Information shown:
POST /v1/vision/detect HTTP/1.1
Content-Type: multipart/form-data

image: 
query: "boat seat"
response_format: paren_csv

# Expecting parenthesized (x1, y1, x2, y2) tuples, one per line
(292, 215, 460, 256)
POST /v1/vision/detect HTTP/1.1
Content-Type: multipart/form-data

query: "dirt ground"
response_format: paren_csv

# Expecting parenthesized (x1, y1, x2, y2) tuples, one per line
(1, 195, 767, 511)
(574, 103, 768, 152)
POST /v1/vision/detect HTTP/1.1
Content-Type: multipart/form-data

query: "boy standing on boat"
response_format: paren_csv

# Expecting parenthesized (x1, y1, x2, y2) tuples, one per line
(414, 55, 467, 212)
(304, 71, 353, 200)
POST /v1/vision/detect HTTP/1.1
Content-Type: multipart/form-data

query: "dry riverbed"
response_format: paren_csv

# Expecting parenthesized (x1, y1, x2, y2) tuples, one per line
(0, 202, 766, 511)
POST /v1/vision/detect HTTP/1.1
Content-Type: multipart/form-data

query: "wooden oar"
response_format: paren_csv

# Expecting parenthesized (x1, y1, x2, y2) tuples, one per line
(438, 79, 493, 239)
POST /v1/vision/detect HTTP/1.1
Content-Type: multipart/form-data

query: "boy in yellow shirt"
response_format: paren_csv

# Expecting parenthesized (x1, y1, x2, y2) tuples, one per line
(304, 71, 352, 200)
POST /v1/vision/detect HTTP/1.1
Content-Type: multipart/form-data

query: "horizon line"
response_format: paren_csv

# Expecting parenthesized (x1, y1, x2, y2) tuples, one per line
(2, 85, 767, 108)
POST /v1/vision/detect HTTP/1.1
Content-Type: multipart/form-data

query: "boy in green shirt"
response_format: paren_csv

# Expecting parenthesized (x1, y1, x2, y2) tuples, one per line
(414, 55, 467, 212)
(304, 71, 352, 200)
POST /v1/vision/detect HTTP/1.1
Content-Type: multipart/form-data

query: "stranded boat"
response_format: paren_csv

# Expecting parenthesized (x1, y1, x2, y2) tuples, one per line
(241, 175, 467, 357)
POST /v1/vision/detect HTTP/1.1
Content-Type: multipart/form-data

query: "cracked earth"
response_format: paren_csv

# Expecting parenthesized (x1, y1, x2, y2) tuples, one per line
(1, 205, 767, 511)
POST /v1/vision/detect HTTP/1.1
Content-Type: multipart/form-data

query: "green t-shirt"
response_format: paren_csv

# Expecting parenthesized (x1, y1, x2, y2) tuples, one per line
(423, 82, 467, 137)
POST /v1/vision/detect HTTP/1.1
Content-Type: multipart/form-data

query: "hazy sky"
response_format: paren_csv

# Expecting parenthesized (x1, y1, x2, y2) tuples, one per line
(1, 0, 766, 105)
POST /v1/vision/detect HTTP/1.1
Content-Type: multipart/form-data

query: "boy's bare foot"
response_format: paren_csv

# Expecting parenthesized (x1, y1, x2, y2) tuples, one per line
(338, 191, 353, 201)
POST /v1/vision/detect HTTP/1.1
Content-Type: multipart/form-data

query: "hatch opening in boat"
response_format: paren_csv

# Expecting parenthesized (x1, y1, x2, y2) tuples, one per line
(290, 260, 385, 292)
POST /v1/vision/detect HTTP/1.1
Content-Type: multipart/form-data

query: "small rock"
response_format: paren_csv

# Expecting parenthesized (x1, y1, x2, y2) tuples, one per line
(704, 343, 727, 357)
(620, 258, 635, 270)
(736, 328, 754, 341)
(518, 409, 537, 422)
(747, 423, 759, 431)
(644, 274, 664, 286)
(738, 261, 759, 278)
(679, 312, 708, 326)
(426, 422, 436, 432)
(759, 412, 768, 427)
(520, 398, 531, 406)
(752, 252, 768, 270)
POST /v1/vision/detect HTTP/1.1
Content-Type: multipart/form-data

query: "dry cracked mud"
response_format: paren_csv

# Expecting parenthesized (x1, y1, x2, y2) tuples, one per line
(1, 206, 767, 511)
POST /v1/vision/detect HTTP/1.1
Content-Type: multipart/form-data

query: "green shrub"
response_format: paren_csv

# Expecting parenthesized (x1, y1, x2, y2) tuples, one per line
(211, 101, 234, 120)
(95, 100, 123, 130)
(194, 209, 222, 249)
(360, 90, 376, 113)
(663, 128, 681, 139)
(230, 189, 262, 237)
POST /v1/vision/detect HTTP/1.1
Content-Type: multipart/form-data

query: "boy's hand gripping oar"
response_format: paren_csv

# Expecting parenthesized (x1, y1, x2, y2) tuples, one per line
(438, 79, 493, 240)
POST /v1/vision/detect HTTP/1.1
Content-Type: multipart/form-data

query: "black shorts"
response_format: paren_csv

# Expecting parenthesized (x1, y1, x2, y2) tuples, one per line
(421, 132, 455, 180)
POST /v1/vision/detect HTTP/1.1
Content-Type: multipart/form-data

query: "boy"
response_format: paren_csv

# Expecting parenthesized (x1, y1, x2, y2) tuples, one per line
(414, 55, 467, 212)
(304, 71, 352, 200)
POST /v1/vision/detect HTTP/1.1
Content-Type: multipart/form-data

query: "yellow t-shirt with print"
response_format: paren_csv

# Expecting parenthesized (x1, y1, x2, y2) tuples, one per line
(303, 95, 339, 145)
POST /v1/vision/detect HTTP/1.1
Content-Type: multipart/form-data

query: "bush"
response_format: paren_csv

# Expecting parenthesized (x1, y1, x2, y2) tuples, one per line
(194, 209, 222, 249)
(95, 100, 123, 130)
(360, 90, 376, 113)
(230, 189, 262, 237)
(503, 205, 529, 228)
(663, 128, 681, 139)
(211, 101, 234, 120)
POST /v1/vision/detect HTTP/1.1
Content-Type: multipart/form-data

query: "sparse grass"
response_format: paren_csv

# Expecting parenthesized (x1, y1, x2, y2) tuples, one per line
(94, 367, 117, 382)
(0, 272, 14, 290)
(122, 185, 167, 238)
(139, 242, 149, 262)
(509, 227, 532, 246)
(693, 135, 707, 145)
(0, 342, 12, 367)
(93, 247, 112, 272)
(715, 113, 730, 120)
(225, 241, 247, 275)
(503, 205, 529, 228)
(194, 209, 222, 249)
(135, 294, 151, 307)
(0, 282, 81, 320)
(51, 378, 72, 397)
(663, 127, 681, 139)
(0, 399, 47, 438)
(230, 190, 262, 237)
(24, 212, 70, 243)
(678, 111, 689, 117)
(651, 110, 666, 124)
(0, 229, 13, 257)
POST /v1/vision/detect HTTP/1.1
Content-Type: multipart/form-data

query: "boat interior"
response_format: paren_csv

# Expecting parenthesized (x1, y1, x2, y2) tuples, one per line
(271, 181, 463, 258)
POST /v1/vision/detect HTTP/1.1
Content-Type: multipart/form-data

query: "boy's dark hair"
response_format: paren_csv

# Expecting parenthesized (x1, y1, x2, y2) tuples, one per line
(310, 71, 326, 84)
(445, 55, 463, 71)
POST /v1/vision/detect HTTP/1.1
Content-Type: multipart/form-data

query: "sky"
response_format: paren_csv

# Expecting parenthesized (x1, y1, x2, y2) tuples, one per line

Problem details: Look over the material and return every line where the word "yellow" is found.

Response area:
query: "boy in yellow shirt"
query: "yellow t-shirt with print"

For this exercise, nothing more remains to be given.